Isteria e Arteterapia .1

Isteria e Arteterapia .1 Una possibile condizione dell’essere umano iscritta nei nostri corpi condivisi, ritmici ed in crescita.

Parlare ed approfondire questa possibile condizione dell’essere umano, per me e per il mio gruppo di lavoro Poliscreativa, è importante. Questo tema ci porta a riflettere sull’importanza del poter dialogare con sé stessi e nel mio caso, in quanto psicoterapeuta ed arteterapeuta, del possibile dialogo tra più professioni, che si tengono la mano come in una danza.

Iniziamo per gradi, Isteria è una parola che circola in medicina da circa duemilacinquecento anni, più precisamente dai tempi di Ippocrate.

Grossolanamente possiamo affermare che l’isteria è una patologia caratterizzata da una tendenza a mettere in scena, in varie parti del corpo, certi aspetti problematici e patologici, rimandando quindi in qualche modo a una sorta di teatralità e ad un forte elemento metamorfico.

Come si è generato il concetto di isteria?

Qual è la storia di questa parola e quali usi se ne fanno ancora oggi?

Anche se secondo l’attuale nosografia psichiatrica la parola isteria non si usa più, se non marginalmente, è però necessario ricordare che l’isteria è fondamentalmente il nucleo su cui si è organizzata tutta una parte della classificazione della patologia psichiatrica e più in generale dei problemi psichiatrici.

Cosa fare: Prosegui il testo sull'isteria e l'arteterapia partendo dal punto in cui si interrompe. Le righe di dati non servono per lo svolgimento.

(Voci del dataset)
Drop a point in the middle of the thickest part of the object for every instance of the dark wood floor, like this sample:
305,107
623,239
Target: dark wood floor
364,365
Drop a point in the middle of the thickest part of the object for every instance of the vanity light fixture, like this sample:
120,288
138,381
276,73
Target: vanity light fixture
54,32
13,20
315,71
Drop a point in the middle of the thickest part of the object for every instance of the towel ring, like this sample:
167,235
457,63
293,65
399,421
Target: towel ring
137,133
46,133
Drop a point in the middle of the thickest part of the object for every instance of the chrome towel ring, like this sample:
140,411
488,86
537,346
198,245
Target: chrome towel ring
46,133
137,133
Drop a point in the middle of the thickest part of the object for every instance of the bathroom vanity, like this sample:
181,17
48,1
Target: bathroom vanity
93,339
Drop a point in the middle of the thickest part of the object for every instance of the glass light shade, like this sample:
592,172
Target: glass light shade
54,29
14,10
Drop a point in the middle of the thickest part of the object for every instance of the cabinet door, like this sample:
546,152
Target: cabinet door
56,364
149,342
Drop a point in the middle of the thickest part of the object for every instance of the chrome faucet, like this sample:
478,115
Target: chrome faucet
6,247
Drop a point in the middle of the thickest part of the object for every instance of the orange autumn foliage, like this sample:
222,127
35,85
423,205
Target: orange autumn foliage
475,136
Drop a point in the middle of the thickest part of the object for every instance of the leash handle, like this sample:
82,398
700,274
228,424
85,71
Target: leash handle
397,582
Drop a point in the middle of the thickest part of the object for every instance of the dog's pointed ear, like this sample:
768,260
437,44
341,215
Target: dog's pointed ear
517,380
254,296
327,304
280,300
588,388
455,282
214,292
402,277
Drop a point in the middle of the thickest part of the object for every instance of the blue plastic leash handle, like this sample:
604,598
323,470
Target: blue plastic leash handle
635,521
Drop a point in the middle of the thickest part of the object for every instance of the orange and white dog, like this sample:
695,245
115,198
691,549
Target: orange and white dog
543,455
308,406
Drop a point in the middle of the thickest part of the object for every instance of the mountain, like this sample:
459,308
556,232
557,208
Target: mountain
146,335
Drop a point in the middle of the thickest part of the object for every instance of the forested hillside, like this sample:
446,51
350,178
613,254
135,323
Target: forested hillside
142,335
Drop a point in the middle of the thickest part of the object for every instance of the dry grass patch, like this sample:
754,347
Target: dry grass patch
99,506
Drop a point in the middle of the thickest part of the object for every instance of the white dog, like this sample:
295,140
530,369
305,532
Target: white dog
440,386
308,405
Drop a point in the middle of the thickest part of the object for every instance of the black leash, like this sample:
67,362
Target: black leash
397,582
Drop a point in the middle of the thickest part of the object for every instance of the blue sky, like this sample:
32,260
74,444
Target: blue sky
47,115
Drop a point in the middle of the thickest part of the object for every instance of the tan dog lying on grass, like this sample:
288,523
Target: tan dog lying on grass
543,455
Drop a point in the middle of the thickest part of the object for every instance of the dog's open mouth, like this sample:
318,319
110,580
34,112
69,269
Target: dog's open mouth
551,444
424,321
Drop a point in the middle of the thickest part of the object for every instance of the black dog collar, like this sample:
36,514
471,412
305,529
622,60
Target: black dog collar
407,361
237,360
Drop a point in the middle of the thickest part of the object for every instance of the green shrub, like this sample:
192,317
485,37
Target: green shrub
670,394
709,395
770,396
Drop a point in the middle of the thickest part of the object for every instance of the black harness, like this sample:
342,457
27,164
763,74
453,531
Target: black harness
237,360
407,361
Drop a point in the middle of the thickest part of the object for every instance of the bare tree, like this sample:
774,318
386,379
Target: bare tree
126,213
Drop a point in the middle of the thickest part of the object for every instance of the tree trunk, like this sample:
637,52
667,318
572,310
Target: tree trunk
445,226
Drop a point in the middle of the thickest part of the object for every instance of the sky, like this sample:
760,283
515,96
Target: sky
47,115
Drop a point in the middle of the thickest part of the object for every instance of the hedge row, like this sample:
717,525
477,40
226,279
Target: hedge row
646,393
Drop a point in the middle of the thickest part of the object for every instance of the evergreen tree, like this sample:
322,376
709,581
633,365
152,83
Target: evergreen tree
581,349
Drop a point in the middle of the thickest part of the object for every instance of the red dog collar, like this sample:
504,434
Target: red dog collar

Risposta:
Il tradizionale grande sintomo dell’isteria ai tempi di Freud è stato la paralisi isterica.

Per paralisi isterica si intende una paralisi che avviene in soggetti che non presentano alcun problema ai nervi. Sono state notate delle forme di paralisi isterica pur non risultando alcuna lesione neurologica, i riflessi, infatti erano conservati.

L’isteria presenta anche aspetti legati alla sessualità. Nel classico immaginario la persona isterica è una persona con una certa tendenza alla seduttività. Per Freud alla base di questa patologia era presente spesso un trauma sessuale.

Un’altra delle caratteristiche dell’isteria è la patoplasticità di riorganizzare la patologia, ovvero la forte influenza che gli aspetti ambientali e storici hanno sulla patologia.

Secondo l’ipotesi patogenetica del modello teorico di Ippocrate risalente al V secolo a.C., il motivo per il quale certe donne avevano una tendenza a mostrare sintomi cangianti nel tempo, consisteva nel fatto che l’utero nelle donne affette da isteria, dal greco hysteron, ὑστέρα, “utero”, girasse per il corpo e andasse a disturbare i più svariati organi.

Invece oggi è noto che qualcosa che riguarda l’isteria e tutti i suoi eredi nosografici riguarda anche il maschile.

Va considerato che gli schemi attraverso cui si espleta un disagio sono fondamentalmente plasmati dal contesto culturale.

Questo è un dato importante proprio per il nostro lavoro di arteterapeuti, perché noi lavoriamo molto sul concetto di cultura e sulla messa in forma di determinati aspetti.

Dopo questo breve excursus storico, è doveroso sottolineare che “isteria” è un termine che è stato usato in maniera discutibile e arbitraria da una medicina maschilista per stigmatizzare il comportamento delle donne.

La parola isteria viene usata in qualche modo all’interno di una società in cui i rapporti di potere sono fortemente legati al ruolo del maschile.

­­­­­­­­­­­Dire che l’isteria è una patologia psichica e non fisica non ha senso alcuno.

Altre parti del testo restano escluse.